* **WHAT YOU HAVE TO DO**: Collect each line of the material below that contains the string "panel", and reproduce those lines in their original order.

-=-=-=-=-

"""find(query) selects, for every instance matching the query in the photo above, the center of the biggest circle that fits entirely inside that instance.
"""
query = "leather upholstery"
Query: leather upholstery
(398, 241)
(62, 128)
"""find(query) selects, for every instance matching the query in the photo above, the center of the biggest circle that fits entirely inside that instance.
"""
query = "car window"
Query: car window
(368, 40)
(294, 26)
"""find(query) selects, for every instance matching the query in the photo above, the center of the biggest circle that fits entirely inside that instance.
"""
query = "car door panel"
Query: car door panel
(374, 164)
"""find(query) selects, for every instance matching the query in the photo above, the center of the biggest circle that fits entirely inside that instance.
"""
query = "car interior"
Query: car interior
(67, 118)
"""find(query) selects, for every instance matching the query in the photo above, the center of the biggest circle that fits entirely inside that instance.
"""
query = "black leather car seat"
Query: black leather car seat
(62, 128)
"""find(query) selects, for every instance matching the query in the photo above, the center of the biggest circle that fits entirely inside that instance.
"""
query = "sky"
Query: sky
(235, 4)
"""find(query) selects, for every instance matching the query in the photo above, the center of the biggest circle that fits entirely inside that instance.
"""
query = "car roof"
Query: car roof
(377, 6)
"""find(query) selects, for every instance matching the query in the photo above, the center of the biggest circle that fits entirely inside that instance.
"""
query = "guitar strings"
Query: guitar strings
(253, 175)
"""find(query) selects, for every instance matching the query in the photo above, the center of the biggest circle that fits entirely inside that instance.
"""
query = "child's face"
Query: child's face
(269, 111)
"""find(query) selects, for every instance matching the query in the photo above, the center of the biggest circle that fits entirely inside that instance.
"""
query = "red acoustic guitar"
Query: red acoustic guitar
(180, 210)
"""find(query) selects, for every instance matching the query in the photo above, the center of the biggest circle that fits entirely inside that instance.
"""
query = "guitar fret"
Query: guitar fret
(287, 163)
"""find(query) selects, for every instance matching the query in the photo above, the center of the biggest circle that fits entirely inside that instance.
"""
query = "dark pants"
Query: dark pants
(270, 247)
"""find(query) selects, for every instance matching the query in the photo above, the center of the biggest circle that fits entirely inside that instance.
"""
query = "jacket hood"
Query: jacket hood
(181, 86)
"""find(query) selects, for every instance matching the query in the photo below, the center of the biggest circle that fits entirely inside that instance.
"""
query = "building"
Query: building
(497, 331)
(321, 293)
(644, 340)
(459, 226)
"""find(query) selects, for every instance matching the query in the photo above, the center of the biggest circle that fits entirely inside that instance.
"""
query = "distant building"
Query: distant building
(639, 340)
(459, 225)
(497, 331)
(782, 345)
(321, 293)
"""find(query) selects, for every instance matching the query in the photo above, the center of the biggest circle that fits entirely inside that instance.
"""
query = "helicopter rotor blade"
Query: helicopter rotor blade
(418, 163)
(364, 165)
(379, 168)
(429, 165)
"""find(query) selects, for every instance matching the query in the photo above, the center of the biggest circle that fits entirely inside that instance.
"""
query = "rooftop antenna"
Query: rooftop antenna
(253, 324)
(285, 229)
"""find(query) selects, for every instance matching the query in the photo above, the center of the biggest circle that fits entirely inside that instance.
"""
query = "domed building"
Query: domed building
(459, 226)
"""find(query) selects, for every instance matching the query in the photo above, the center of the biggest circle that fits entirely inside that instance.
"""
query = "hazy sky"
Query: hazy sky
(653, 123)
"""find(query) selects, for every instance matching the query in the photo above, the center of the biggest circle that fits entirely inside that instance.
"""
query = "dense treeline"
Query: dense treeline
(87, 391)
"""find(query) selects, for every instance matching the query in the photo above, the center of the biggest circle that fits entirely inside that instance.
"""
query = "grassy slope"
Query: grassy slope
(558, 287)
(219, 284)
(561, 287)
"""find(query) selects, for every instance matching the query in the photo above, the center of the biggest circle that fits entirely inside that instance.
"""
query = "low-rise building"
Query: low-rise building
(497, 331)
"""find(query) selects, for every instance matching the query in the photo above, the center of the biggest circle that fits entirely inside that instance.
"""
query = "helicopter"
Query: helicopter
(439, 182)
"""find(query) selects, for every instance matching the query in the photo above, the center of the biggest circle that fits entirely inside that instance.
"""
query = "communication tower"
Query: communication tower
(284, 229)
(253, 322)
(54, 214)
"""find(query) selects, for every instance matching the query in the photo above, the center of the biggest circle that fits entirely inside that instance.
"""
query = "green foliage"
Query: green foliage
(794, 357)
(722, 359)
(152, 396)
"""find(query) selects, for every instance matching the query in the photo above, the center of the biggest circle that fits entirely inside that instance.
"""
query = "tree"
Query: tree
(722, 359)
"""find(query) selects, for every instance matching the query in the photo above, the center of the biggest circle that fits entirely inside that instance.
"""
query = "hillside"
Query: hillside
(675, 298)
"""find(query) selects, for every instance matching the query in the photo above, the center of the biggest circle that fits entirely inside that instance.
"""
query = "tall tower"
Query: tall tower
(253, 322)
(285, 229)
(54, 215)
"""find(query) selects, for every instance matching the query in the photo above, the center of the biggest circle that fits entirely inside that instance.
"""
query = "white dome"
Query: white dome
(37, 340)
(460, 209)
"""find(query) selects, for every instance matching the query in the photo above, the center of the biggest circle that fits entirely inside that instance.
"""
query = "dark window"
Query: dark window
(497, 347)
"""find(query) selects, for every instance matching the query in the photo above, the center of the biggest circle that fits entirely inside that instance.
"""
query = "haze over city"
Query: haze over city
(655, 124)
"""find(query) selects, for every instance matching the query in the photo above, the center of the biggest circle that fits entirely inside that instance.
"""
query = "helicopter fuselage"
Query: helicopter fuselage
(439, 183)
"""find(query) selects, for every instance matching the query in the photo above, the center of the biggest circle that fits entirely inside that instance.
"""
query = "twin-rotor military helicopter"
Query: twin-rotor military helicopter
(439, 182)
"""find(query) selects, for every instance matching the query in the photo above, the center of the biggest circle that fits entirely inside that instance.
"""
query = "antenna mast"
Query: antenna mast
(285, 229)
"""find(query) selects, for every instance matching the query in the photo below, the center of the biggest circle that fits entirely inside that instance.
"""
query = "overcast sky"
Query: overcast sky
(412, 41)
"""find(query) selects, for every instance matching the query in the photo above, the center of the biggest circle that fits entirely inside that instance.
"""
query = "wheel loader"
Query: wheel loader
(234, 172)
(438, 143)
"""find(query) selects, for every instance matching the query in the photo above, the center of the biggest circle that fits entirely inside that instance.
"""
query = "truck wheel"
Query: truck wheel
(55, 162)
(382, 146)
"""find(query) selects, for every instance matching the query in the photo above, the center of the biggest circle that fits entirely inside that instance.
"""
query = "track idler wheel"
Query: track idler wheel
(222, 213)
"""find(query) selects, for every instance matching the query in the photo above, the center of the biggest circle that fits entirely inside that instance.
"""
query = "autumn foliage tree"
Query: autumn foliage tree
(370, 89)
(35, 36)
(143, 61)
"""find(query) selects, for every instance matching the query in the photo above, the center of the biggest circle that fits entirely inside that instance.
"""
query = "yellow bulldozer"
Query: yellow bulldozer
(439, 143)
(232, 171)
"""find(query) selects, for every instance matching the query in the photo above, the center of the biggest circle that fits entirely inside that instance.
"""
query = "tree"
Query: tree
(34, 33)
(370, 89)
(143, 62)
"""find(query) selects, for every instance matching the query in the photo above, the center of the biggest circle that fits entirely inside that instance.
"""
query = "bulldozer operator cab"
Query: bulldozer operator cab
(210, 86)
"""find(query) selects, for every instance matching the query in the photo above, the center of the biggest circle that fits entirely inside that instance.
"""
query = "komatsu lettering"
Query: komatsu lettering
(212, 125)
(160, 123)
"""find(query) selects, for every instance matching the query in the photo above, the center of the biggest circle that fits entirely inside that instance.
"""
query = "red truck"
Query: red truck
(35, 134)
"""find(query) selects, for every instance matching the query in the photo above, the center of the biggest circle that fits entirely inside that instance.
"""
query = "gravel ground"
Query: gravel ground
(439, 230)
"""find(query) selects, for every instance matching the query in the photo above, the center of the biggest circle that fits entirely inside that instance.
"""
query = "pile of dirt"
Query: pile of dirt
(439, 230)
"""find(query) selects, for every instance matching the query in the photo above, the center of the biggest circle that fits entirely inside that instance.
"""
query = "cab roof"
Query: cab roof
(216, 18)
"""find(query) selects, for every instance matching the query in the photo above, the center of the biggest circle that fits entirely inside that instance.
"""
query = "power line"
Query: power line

-=-=-=-=-

* **ANSWER TO THE PROBLEM**:
query = "car door panel"
Query: car door panel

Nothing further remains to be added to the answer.